-- Start PROVIDED RECORDS --

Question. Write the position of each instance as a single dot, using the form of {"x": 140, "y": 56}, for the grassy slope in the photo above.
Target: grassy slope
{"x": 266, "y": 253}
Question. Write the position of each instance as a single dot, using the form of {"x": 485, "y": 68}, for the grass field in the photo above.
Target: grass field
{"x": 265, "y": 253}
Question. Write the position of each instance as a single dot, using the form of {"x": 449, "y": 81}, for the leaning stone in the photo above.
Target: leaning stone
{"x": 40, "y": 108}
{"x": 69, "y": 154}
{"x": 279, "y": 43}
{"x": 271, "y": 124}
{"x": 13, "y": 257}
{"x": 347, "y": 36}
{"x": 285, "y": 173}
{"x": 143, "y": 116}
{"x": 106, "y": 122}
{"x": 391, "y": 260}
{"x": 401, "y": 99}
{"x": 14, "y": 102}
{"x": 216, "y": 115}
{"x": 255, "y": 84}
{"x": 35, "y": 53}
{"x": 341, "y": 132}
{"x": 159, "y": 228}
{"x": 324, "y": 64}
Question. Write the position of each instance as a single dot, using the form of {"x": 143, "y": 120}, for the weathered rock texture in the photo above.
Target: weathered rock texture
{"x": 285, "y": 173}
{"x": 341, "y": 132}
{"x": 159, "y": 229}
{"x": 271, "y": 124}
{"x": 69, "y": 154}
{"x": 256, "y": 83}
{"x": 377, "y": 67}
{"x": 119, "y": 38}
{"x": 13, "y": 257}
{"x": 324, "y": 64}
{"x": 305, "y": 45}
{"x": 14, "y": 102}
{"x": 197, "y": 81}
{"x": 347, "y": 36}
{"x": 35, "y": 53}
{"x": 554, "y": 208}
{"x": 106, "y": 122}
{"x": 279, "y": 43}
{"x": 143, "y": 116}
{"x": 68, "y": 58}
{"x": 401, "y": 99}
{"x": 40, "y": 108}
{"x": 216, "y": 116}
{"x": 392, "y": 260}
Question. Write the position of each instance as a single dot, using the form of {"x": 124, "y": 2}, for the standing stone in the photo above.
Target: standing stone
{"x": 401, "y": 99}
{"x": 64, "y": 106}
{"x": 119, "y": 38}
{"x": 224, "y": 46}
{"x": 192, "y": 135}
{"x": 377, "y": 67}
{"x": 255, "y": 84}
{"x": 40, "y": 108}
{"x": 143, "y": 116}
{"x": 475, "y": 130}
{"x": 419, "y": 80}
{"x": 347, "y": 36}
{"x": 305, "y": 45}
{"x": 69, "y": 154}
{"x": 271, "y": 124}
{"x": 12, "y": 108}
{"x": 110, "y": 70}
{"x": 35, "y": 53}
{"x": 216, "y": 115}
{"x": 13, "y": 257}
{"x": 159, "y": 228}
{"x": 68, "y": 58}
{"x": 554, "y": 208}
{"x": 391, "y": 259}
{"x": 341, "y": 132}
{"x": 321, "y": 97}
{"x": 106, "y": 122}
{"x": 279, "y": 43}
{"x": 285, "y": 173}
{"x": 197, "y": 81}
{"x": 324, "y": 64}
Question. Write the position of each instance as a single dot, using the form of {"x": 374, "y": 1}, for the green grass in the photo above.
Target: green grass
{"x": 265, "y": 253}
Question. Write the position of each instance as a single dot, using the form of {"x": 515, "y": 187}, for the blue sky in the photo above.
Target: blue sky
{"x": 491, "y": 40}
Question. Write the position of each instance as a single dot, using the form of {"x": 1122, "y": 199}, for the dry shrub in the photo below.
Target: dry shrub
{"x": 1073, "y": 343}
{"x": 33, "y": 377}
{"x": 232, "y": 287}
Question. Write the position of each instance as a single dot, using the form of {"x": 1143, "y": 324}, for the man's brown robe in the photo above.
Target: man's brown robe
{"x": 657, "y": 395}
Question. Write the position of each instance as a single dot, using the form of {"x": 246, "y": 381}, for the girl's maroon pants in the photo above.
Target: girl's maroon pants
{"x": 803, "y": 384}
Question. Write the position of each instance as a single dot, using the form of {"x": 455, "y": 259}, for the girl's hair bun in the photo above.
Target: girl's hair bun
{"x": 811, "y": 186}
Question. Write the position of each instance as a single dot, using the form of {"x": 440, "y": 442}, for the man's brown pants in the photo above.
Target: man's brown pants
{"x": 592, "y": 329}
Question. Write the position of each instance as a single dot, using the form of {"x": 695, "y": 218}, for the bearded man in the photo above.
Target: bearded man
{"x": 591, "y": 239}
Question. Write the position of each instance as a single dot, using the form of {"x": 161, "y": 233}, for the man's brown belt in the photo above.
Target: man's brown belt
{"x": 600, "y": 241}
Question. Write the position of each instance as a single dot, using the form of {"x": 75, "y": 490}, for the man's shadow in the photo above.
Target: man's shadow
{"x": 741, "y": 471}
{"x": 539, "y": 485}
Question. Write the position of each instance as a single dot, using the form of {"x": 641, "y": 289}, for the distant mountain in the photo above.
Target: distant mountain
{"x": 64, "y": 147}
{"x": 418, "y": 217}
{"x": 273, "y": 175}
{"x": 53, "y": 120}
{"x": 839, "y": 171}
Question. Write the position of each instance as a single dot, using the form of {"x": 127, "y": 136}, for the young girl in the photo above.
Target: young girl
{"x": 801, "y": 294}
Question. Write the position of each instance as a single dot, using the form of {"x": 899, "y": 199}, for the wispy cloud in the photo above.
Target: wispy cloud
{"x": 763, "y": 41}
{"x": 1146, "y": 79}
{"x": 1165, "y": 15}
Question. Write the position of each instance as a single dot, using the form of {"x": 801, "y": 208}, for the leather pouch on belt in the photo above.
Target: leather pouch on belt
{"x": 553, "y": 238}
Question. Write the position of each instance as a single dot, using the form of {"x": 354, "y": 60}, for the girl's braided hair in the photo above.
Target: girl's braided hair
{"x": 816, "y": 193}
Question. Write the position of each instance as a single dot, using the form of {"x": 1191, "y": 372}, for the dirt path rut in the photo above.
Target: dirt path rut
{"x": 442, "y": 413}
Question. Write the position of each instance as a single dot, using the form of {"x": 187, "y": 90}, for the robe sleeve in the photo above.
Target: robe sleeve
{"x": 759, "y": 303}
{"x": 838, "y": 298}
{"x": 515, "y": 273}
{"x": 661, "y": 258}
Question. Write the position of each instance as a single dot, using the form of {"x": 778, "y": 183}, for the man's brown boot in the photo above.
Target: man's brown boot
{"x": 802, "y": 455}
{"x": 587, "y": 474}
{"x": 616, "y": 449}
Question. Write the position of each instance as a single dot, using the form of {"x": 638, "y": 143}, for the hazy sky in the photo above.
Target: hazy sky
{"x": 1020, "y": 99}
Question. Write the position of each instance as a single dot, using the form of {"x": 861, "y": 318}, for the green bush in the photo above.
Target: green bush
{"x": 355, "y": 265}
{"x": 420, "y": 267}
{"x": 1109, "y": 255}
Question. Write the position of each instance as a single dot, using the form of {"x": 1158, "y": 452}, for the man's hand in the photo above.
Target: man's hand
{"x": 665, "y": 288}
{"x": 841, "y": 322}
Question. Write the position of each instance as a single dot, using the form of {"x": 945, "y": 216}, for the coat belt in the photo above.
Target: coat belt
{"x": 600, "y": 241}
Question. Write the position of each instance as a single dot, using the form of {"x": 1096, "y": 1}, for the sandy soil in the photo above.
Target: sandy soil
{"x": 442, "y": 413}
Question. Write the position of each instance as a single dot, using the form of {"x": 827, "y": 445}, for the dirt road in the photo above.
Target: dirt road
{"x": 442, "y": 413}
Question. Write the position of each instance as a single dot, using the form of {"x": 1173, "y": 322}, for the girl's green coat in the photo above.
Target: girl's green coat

-- End PROVIDED RECORDS --

JOB -
Swap "dirt road" for "gravel road" in everything from the line containing "soil in the photo above." down to the end of the records, and write those lines out again with nothing else changed.

FINAL RESULT -
Question. Write the position of each instance as a single dot, using the form of {"x": 1096, "y": 1}, for the sandy soil in the photo above.
Target: sandy soil
{"x": 442, "y": 413}
Question. Write the position of each instance as a single dot, using the form of {"x": 827, "y": 445}, for the gravel road in the photo above.
Target: gravel road
{"x": 442, "y": 413}
Question. Write the position of each instance as a single dot, using the form of {"x": 1173, "y": 322}, for the girl's green coat in the photo above.
Target: girl's green coat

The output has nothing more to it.